_Kutipan_:

Pagi itu, Senin 15 Februari 2016, dalam perjalanan ke Bandara Soetta untuk mengikuti Rapat Koordinasi Pengelolaan Situs di Bukit Tinggi, macet lebih dari biasanya. Sejak dari arah Bekasi, di sepanjang jalan banyak ditemukan lubang dari yang kecil sampai seperti kubangan kerbau. Kendaraan melambatkan jalan hanya untuk sekedar menghindari lubang yang menganga di depannya. Ini yang menjadi penyebab bertambah macetnya jalanan Jakarta. Jalanan berlubang mudah sekali ditemukan khususnya pada musim penghujan. Iseng-iseng penulis memainkan smartphone dengan membuka mesin pencari Google. Dengan kata kunci “keluhan jalan rusak”, tak sampai 1 detik, terpaparlah 504.000 hasil. Mulai dari keluhan di kota Depok sampai Wonokerto muncul di layar smartphone. Luar biasa, ternyata semua keluhan tersebut menyinggung pada ketidakmampuan pemerintah, baik kota/ kabupaten sampai pada pemerintahan pusat yang dipimpin oleh Presiden Jokowi untuk mengatasi keluhan jalanan rusak.
Masih lekat di benak penulis terkait komentar Wakil Presiden Jusuf Kalla pada acara Musyawarah Nasional (Munas) Kamar Dagang dan Industri (Kadin) VII akhir tahun 2015 lalu seperti dikutip dari Detik.com, JK : Jangan Hanya Marah Infrastruktur Jelek Tapi Belum Bayar Pajak. Bahkan JK menyatakan bahwa tak akan pernah ada pembangunan infrastuktur dari kantong Jokowi-JK. Semuanya dari pajak, ujar Jusuf Kalla. Semua sudah mahfum jika pembangunan infrastruktur, administrasi pemerintahan, kesehatan dan keamanan dibiayai pemerintah dari pajak yang dikelola oleh Direktorat Jenderal Pajak. Sangat sedikit orang atau masyarakat yang masih belum tahu pentingnya pajak untuk pembangunan bangsa Indonesia. Sudah banyak pula iklan maupun pemberitaan tentang pajak. Namun kesadaran masyarakat akan kewajiban perpajakannya tidak meningkat secara signifikan.

_Tujuan 1_: Sebutkan semua hal yang, menurut kutipan di atas, dibiayai pemerintah dari pajak.
_Tujuan 2_: Salin bagian kutipan di atas apa adanya, mulai dari "Masih lekat di" sampai dengan "meningkat secara signifikan.".

_Informasi yang Diberikan_:
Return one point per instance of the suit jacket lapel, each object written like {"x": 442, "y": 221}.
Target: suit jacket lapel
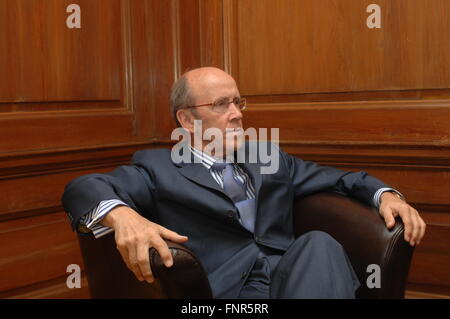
{"x": 198, "y": 174}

_Hasil yang Benar 1_: Pembangunan infrastruktur, administrasi pemerintahan, kesehatan, dan keamanan.

_Hasil yang Benar 2_:
Masih lekat di benak penulis terkait komentar Wakil Presiden Jusuf Kalla pada acara Musyawarah Nasional (Munas) Kamar Dagang dan Industri (Kadin) VII akhir tahun 2015 lalu seperti dikutip dari Detik.com, JK : Jangan Hanya Marah Infrastruktur Jelek Tapi Belum Bayar Pajak. Bahkan JK menyatakan bahwa tak akan pernah ada pembangunan infrastuktur dari kantong Jokowi-JK. Semuanya dari pajak, ujar Jusuf Kalla. Semua sudah mahfum jika pembangunan infrastruktur, administrasi pemerintahan, kesehatan dan keamanan dibiayai pemerintah dari pajak yang dikelola oleh Direktorat Jenderal Pajak. Sangat sedikit orang atau masyarakat yang masih belum tahu pentingnya pajak untuk pembangunan bangsa Indonesia. Sudah banyak pula iklan maupun pemberitaan tentang pajak. Namun kesadaran masyarakat akan kewajiban perpajakannya tidak meningkat secara signifikan.